Extrayez de l'extrait source le passage qui commence par « Nous n’avons pas » et va jusqu'à « des politiciens cyniques. ».

- Extrait source

((

Au journaliste qui lui demande ce qu’elle dirait à une femme de 60 ans qui va devoir travailler une année de plus, l’ex-conseillère fédérale Eveline Widmer-Schlumpf répond : « Pourquoi parlez-vous de devoir ? Pensez-vous vraiment que tout le monde se réjouit de ne plus s’assoir à sa place de travail ? Si on voit le travail que comme un devoir, c’est une vie horrible pour tous les employés en Suisse » (Le Matin Dimanche 03.09.2017). Quelle mentalité ! Oui madame, beaucoup de travailleuses ont en effet une vie horrible : travaux répétitifs ; emplois pénibles et mal payés ; double journée de travail quand il faut aussi s’occuper du ménage, des courses, des enfants, des personnes dépendantes… Beaucoup de femmes ne sont pas assises à leur bureau, mais travaillent debout ou dans des postures contraignantes ; la majorité ne travaille pas parce qu’elle en a envie, mais parce qu’elle n’a pas le choix.

Le recours au référendum offre sur un plateau la possibilité à des politicien-ne-s comme madame Widmer-Schlumpf et à des plus tordus encore, comme ceux et celles du PLR et de l’UDC, de donner de la voix et de distiller leur idéologie. Aujourd’hui, ils et elles essayent de terroriser la population en disant que les caisses sont vides et que si on n’accepte pas de faire des sacrifices, on n’aura plus rien.

Nous n’avons pas à être raisonnables et à nous comporter comme si nous devions gérer les institutions, en avançant des solutions réalisables dans le cadre du système actuel. Laissons cela à ceux et celles qui ont choisi de diriger le pays, qui prétendent que le capitalisme-libéral est le seul horizon possible et qui, au final, n’ont que du sang et des larmes à offrir. C’est au quotidien, dans la rue et sur le lieu de travail, que nous devons contester leurs décisions. C’est là que s’établissent les vrais rapports de force et non dans les urnes où l’on risque toujours de se faire voler une éventuelle « victoire » par des politiciens cyniques.

))

- Items fournis
((

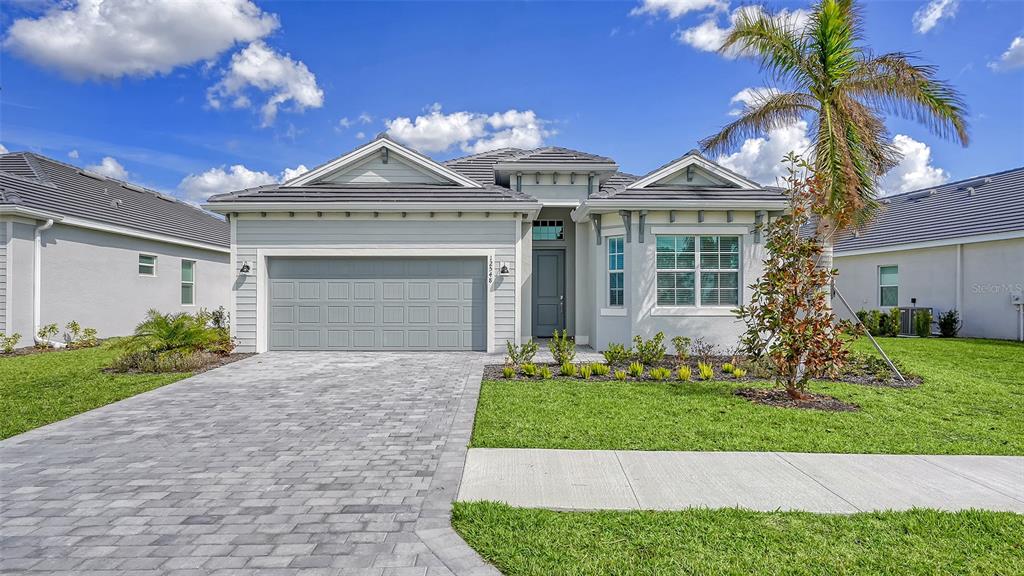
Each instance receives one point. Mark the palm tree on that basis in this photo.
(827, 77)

))
((

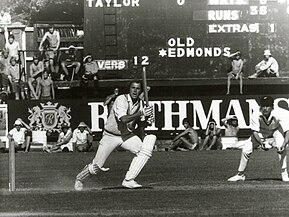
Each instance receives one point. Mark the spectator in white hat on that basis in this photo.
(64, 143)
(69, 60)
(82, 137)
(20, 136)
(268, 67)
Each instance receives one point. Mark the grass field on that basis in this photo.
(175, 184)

))

- Réponse attendue
Nous n’avons pas à être raisonnables et à nous comporter comme si nous devions gérer les institutions, en avançant des solutions réalisables dans le cadre du système actuel. Laissons cela à ceux et celles qui ont choisi de diriger le pays, qui prétendent que le capitalisme-libéral est le seul horizon possible et qui, au final, n’ont que du sang et des larmes à offrir. C’est au quotidien, dans la rue et sur le lieu de travail, que nous devons contester leurs décisions. C’est là que s’établissent les vrais rapports de force et non dans les urnes où l’on risque toujours de se faire voler une éventuelle « victoire » par des politiciens cyniques.